◆ Requirements ◆
Reproduce each of the lines below word for word, changing no character.
____
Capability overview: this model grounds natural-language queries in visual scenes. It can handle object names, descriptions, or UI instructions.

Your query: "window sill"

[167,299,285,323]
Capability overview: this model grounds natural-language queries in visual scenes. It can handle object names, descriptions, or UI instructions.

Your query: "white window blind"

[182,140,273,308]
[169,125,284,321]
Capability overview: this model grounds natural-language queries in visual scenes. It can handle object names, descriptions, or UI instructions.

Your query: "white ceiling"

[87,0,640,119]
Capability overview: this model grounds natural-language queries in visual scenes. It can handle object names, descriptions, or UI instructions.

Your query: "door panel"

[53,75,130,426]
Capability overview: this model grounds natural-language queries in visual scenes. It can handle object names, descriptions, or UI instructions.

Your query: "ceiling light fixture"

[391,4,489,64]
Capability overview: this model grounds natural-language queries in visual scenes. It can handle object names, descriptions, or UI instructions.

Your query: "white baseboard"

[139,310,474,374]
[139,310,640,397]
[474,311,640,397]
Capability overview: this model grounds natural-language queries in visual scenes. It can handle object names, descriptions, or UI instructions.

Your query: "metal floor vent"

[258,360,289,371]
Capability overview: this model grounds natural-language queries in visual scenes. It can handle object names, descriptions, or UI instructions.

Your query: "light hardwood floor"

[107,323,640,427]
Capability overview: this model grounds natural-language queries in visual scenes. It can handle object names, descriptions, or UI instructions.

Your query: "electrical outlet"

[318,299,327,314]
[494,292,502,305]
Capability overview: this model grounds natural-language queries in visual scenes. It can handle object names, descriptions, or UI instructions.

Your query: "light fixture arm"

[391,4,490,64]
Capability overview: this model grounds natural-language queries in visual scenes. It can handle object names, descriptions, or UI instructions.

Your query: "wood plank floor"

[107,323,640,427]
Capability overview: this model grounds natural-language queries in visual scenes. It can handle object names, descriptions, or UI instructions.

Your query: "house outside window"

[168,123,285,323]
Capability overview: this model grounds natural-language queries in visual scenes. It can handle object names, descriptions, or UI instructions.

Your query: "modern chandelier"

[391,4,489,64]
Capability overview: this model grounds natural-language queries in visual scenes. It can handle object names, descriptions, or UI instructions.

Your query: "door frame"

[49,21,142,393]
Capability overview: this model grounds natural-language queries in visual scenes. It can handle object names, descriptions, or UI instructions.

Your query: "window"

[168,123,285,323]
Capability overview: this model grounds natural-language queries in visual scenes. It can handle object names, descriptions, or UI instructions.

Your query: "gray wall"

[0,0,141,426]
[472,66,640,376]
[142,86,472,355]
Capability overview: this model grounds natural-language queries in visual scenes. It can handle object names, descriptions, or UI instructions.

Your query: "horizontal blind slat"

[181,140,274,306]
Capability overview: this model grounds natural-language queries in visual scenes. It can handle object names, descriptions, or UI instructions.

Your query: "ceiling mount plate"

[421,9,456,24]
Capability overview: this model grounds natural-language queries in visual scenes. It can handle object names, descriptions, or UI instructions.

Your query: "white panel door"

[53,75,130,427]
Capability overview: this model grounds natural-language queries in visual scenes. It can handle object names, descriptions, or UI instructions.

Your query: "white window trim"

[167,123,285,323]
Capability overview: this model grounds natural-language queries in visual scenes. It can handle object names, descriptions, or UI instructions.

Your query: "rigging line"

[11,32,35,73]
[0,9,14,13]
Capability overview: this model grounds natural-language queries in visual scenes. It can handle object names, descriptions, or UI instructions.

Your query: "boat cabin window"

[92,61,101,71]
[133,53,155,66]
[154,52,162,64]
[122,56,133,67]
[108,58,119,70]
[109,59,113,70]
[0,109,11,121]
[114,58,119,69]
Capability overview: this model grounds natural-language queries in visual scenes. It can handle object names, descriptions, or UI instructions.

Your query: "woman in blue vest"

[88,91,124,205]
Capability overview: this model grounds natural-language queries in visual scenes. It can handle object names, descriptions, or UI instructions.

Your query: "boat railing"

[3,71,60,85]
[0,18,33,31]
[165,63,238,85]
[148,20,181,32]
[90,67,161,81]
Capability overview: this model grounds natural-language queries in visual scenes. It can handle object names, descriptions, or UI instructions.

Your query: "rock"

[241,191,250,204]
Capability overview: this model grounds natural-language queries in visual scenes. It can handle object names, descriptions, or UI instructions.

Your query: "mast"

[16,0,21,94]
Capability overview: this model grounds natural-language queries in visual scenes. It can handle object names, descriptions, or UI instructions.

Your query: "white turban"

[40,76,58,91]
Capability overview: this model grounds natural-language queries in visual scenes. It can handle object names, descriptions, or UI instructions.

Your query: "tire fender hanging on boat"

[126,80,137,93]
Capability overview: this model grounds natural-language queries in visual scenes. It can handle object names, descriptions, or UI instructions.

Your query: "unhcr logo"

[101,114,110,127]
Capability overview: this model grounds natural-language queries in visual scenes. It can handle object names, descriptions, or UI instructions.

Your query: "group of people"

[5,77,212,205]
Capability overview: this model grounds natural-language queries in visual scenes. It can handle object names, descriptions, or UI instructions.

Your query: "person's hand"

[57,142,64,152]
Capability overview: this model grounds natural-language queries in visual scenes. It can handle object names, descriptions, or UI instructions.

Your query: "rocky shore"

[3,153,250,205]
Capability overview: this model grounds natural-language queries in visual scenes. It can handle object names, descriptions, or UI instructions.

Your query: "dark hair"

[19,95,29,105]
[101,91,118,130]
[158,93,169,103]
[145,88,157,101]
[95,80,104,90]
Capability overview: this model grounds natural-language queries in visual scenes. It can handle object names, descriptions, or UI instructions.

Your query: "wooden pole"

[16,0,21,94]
____
◆ Answer for this exercise ◆
Capability overview: this model grounds natural-language queries in visual scenes. It can handle object names, descriptions, or UI instructions.

Your query: "window sill"

[167,299,285,323]
Capability overview: this model grounds natural-language queries in visual scenes. It can handle object names, descriptions, or UI instructions.

Your query: "white window blind"

[182,140,273,308]
[169,125,284,321]
Capability overview: this model grounds natural-language queries in visual scenes. It can handle object names, descriptions, or UI instructions.

Your query: "white ceiling"

[87,0,640,119]
Capability overview: this model grounds natural-language queries in visual scenes. It can handle object names, descriptions, or UI instructions.

Your query: "door panel"

[53,75,130,426]
Capability overview: this model grounds natural-language queries in visual scenes. It can handle object names, descriptions, or UI instructions.

Your query: "ceiling light fixture"

[391,4,489,64]
Capability overview: this model grounds natural-language queries in visual scenes. It can handle object names, descriptions, or UI instructions.

Your query: "white baseboard"

[139,310,474,374]
[139,310,640,397]
[474,311,640,397]
Capability overview: this model grounds natural-language queries in visual scenes. It can handle object names, descriptions, or UI instructions.

Your query: "metal floor vent"

[258,360,289,371]
Capability overview: this model grounds natural-language queries in visual scenes. It can handle object names, descriptions, or UI instructions.

Your query: "light hardwood floor"

[107,323,640,427]
Capability overview: this model grounds natural-language queries in visual scenes. It can handle object names, descriptions, or UI instructions.

Your query: "electrical outlet"

[318,299,327,314]
[494,292,502,305]
Capability overview: this model grounds natural-language queries in visual scenes. It can handle object names, descriptions, or UI instructions.

Your query: "light fixture arm"

[391,4,490,64]
Capability overview: this model grounds natural-language queries in visual scenes. It can handle object names, descriptions, or UI instructions.

Your query: "wood plank floor"

[107,323,640,427]
Capability overview: this model grounds natural-language queries in visual scenes. It can handle object names, descriptions, or UI instructions.

Your query: "house outside window"

[168,123,285,323]
Capability overview: this model grounds natural-language queries in visual scenes. It can handle object names, descriptions, or UI instructions.

Your query: "modern chandelier"

[391,4,489,64]
Capability overview: this model grounds natural-language queries in visual scenes. It can handle object names, descriptions, or UI instructions.

Your query: "door frame"

[49,21,142,393]
Capability overview: this model grounds natural-language queries in visual scenes. It can handle object names, descriptions, or UI instructions.

Your query: "window"

[168,123,285,323]
Capability overview: this model grounds natural-language queries in visual scenes. It can handle object names, descriptions, or UI instructions.

Your query: "gray wall"

[0,0,141,426]
[472,66,640,376]
[142,86,472,355]
Capability overview: this model grounds natural-language queries in visual scenes. It can handle object names, descriptions, or UI instructions.

Your query: "horizontal blind slat"

[181,140,274,306]
Capability overview: this model grounds natural-language queries in visual scenes. It can handle object names, descriptions, or UI instructions.

Your query: "ceiling mount plate"

[421,9,456,24]
Capability overview: this model grounds natural-language queries in visual scenes. It can handle object names, descriptions, or UI instructions.

Your query: "white panel door"

[53,75,130,427]
Capability overview: this model grounds natural-language queries in visual scenes. It can handle object names, descriptions, or UI instructions.

Your query: "white window trim"

[167,123,285,323]
Capability overview: this model grounds natural-language queries in visual scenes. It can handle object names, descriptions, or UI instructions.

Your query: "rigging line"

[11,32,35,73]
[0,9,14,13]
Capability overview: this model grounds natural-language queries in visual scenes. It can handle object names, descriptions, or UI instructions.

Your query: "boat cabin window"

[92,61,101,71]
[133,53,155,66]
[154,52,162,64]
[122,56,133,67]
[108,58,119,70]
[109,59,113,70]
[0,109,11,121]
[114,58,119,69]
Capability overview: this model grounds natural-language queries in visual scenes. It can handle object names, descriptions, or UI instructions.

Your query: "woman in blue vest"

[88,91,124,205]
Capability overview: this model grounds natural-language queries in visual scenes. It can handle object names, descriptions, or UI instructions.

Your query: "boat railing"

[3,71,60,85]
[0,18,33,31]
[165,63,238,85]
[148,20,181,32]
[90,67,161,81]
Capability overview: this model grounds natural-language queries in visual scenes. It can handle object names, descriptions, or UI instructions.

Your query: "rock"

[241,191,250,204]
Capability overview: this model grounds natural-language queries in visual scenes. It can handle object names, descriptions, or UI instructions.

Your query: "mast"

[16,0,21,94]
Capability overview: this model grounds natural-language queries in visual scenes. It can handle object names, descriptions, or UI instructions.

Your query: "white turban"

[40,76,58,91]
Capability overview: this model grounds natural-language queries in visual scenes. It can handle object names, descriptions, or UI instructions.

Your query: "tire fender hanging on boat"

[126,80,137,93]
Capability overview: this model grounds natural-language queries in visual scenes. It can handle object names, descriptions, or UI instructions.

Your query: "unhcr logo"

[101,114,110,127]
Capability overview: this model grounds natural-language queries in visual scenes. It can handle object names, descriptions, or UI instructions.

Your query: "group of people"

[5,77,212,205]
Capability overview: this model grounds natural-language queries in visual scenes. It can handle object names, descriptions, or UI instructions.

Your query: "person's hand"

[57,142,64,152]
Capability overview: this model grounds natural-language queries in visual scenes. It can handle object names, descriptions, or UI instructions.

Your query: "rocky shore"

[3,153,250,205]
Capability overview: this model grounds natural-language queries in visual scenes. It can handle object names, descriptions, or UI instructions.

Your query: "dark hair"

[19,95,29,105]
[101,91,118,130]
[158,93,169,103]
[145,88,157,101]
[95,80,104,90]
Capability overview: this model grounds natural-language queries in visual scenes. It can handle object names, descriptions, or UI instructions.

Your query: "wooden pole"

[16,0,21,94]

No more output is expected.